_Task requirements_
- A) From the Minority Report review, set down the passage that begins at the words "As the movie" and stops after "remember: Everybody runs.", copied word for word.
- B) Answer these questions using the Minority Report review:
(i) In what year is the film set?
(ii) Who plays the detective investigating the Precrime division?
(iii) Which scene does the review call unnecessarily slapstick?

_Text section_
########################################

Movie review

Minority Report
Tom Cruise, Colin Farrell,
Samantha Morton, Max Von Sydow

Director : Steven Spielberg

Minority ReportSteven Spielberg: Close Encounters Of The Third Kind, Gremlins, Artificial Intelligence: A.I.; Tom Cruise: Mission: Impossible, Vanilla Sky; writer Philip K Dick: Blade Runner, Total Recall. If you were assembling a science fiction dream-team you couldn't do much better than this. And that's without mentioning Max Von Sydow (Flash Gordon, Dune, The Exorcist . . . the list goes on).
    So have the dream-team pulled it off? Pretty much, yeah . . .

The year is 2054, and the crime of murder has virtually been eliminated thanks to three genetically altered pre-cogs, whose precognitive abilities allow the murders to be stopped before they happen. The system is considered flawless, until the leader of the Precrime team, Cruise's John Anderton, is tagged for the premeditated murder of someone he's never even met.
    Anderton sets off to clear his name pursued by the rest of his Precrime unit and a Detective investigating the division played by Colin Farrell.

As the movie progresses, there a recognisable echoes of the participants former works - especially Blade Runner and A.I. - in both the extravagant sets and the manner in which it's been filmed.
    The effort has been put in: There are cool gadgets, weapons and vehicles that are far from the usual current models with bits of plastic stuck on. There's a whodunnit plot with so many twists and turns towards the end that I defy you to work out more than a fraction of it in advance. There's also quality acting going on here: all the participants make this future totally believable.

Any criticisms? Well, the occasional comedy elements don't sit well with what is essentially a hard science fiction film. The jet-pack chase scene in particular is unnecessarily slapstick.
    Still, if you've already seen Spider-Man, right now Minority Report is the next best thing - and remember: Everybody runs.

########################################

_Material supplied_

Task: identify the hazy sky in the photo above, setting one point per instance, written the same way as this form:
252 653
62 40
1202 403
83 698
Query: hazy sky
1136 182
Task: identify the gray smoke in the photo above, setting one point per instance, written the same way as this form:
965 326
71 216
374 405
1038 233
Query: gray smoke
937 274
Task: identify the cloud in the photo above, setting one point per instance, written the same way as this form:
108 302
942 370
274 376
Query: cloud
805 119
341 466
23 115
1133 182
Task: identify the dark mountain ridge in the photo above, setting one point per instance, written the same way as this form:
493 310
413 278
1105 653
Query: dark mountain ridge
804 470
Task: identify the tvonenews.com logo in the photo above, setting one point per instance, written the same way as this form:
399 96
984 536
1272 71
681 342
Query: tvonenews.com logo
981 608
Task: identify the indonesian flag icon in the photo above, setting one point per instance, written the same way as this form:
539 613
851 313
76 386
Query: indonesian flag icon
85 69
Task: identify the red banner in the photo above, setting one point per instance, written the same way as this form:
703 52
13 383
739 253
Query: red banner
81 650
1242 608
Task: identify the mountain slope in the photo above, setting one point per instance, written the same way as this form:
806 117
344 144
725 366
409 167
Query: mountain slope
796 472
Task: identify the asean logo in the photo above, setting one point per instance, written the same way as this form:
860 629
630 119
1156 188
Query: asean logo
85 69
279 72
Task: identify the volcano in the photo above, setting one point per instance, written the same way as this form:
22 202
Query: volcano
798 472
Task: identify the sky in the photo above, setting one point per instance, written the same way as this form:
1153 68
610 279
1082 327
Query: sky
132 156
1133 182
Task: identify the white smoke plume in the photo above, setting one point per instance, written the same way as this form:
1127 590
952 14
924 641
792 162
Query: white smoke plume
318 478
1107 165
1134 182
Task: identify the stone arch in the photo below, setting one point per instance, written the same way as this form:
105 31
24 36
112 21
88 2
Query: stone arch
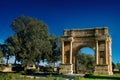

########################################

_Activity answers_
- A)
As the movie progresses, there a recognisable echoes of the participants former works - especially Blade Runner and A.I. - in both the extravagant sets and the manner in which it's been filmed.
    The effort has been put in: There are cool gadgets, weapons and vehicles that are far from the usual current models with bits of plastic stuck on. There's a whodunnit plot with so many twists and turns towards the end that I defy you to work out more than a fraction of it in advance. There's also quality acting going on here: all the participants make this future totally believable.

Any criticisms? Well, the occasional comedy elements don't sit well with what is essentially a hard science fiction film. The jet-pack chase scene in particular is unnecessarily slapstick.
    Still, if you've already seen Spider-Man, right now Minority Report is the next best thing - and remember: Everybody runs.

- B)
(i) 2054
(ii) Colin Farrell
(iii) The jet-pack chase scene